**Provided text**.
A patient receives a bivalent Pfizer COVID-19 vaccine at Kaiser Permanente Otay Mesa Medical Offices. Nov. 4, 2022.
KPBS staff
A patient receives a bivalent Pfizer COVID-19 vaccine at Kaiser Permanente Otay Mesa Medical Offices. Nov. 4, 2022.

Even though San Diego officials have voted to end the state of emergency surrounding the COVID-19 pandemic, health experts say the pandemic is far from over.

“While cases, hospitalizations and deaths are decreasing, these events are still occurring in San Diego County,” County Public Health Officer Wilma J. Wooten said in a statement. “COVID-19 virus variants are still widespread in our county.”

As of Feb. 2, San Diego County public health officials counted more than 1,800 confirmed cases of COVID-19, nearly 300 hospitalizations related to the disease and 12 deaths from the last week.


The case number is much lower than what it was at the height of the winter outbreak, but public officials continue to urge caution.

Variants XBB and XBB.1.5 have taken up an increasing share of COVID-19 strains in regional wastewater, County data shows. This new mutation, which is a descendant of the Omicron variant, has pushed officials to continue calling on residents to seek out vaccines — especially bivalent boosters. A study from the Centers for Disease Control and Prevention has already shown that the booster can provide more protection to individuals who have already received the first series of vaccines.

San Diego City Council members were unmoved.

“We find ourselves in this improved state because, by and large, San Diegans did their part in the fight against the pandemic by getting vaccinated and following public health guidance," Mayor Todd Gloria, City Attorney Mara Elliott and City Councilmember Marni von Wilpert said in a statement last week. San Diego’s state of emergency will end at the end of February.

Citing a reduction in COVID-19 cases and hospitalizations and that “91% of city employees have been vaccinated,” the council members also expressed support for eliminating the city government’s mandatory vaccination policy, adopted in November 2021. That policy pushed employees without a religious or medical exemption to get a full regimen of COVID-19 vaccines or, until September 2022, face a weekly testing requirement. Failing that, employees could have expected to be fired.


“We will continue to treat COVID-19 with the seriousness it demands, but for now, we are pleased by the success of our efforts to protect the health and safety of our employees and the public,” the joint statement continued.

San Diego city council members are following the State of California’s lead in lifting COVID-19-related emergency members. Last October, Governor Gavin Newsom moved to end the state of emergency on Feb. 28 of this year. The federal government will sunset its public health emergency on May 11.

Walk-in clinic locations and appointment information for the COVID-19 and flu vaccines are available on the state’s MyTurn website. RiteAid, CVS and other major pharmacies can also provide vaccines. More information can be found on the county’s website.

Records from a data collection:
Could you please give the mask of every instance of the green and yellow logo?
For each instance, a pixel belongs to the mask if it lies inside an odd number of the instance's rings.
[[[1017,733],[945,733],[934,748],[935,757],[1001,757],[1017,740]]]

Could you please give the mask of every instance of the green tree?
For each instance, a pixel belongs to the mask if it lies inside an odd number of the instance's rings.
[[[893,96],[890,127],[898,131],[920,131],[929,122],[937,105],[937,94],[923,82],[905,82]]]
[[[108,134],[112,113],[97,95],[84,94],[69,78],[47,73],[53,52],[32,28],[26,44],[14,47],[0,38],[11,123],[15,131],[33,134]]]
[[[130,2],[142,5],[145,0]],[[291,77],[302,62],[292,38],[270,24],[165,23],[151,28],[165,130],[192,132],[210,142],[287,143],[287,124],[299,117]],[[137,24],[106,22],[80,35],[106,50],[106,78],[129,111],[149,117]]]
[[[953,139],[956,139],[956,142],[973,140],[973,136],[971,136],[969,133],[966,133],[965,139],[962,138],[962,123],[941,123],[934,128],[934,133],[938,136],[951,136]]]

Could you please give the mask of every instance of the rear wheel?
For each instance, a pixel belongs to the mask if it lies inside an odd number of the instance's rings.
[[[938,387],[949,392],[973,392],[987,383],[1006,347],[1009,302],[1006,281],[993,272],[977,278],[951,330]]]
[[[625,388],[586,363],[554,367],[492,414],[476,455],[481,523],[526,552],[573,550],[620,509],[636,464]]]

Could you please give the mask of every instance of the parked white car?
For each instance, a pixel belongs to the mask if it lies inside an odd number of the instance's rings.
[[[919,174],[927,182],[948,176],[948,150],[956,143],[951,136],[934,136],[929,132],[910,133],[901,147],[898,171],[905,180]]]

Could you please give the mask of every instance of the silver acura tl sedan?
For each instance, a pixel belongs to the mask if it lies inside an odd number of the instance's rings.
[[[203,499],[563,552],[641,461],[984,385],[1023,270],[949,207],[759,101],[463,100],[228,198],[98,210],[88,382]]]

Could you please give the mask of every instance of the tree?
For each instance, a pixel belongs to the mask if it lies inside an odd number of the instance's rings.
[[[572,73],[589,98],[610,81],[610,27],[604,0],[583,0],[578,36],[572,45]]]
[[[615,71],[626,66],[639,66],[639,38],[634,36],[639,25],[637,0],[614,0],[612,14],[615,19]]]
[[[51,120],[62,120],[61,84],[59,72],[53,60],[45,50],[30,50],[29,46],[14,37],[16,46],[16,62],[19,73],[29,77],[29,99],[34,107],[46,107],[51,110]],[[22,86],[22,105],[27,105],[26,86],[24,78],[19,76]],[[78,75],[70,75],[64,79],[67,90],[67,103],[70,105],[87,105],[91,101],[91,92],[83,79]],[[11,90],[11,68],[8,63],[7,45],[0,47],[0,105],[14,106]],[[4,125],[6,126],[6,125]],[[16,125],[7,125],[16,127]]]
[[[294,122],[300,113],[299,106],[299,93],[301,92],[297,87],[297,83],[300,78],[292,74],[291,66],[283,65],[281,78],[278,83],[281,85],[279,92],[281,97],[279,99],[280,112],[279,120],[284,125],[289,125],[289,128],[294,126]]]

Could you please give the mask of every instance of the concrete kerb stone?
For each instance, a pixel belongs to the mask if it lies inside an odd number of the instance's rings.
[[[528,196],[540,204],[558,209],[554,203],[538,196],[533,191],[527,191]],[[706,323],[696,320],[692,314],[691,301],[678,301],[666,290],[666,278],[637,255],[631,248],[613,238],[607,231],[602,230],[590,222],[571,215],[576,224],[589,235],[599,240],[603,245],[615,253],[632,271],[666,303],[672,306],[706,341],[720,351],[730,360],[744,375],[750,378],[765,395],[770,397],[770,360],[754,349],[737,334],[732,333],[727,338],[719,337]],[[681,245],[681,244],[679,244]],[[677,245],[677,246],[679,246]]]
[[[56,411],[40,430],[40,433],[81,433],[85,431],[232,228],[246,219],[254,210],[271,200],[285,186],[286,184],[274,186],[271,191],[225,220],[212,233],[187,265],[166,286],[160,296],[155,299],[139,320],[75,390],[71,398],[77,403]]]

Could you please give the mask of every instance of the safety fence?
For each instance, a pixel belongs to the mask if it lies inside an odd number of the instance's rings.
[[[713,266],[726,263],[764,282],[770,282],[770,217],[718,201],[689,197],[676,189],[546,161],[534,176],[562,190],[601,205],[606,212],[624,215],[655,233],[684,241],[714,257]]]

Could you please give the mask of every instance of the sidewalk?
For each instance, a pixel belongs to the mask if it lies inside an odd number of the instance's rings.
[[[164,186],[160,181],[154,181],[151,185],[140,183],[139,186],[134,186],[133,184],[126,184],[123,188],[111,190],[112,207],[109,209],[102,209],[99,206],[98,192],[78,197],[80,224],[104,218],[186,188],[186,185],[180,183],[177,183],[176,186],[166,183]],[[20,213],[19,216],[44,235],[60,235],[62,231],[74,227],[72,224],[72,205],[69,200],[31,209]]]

**Task instructions**. Please translate this sentence from the article on San Diego's COVID-19 emergency into Spanish: "San Diego’s state of emergency will end at the end of February." These entries have nothing to do with the article.

**Answer box**. El estado de emergencia de San Diego terminará a finales de febrero.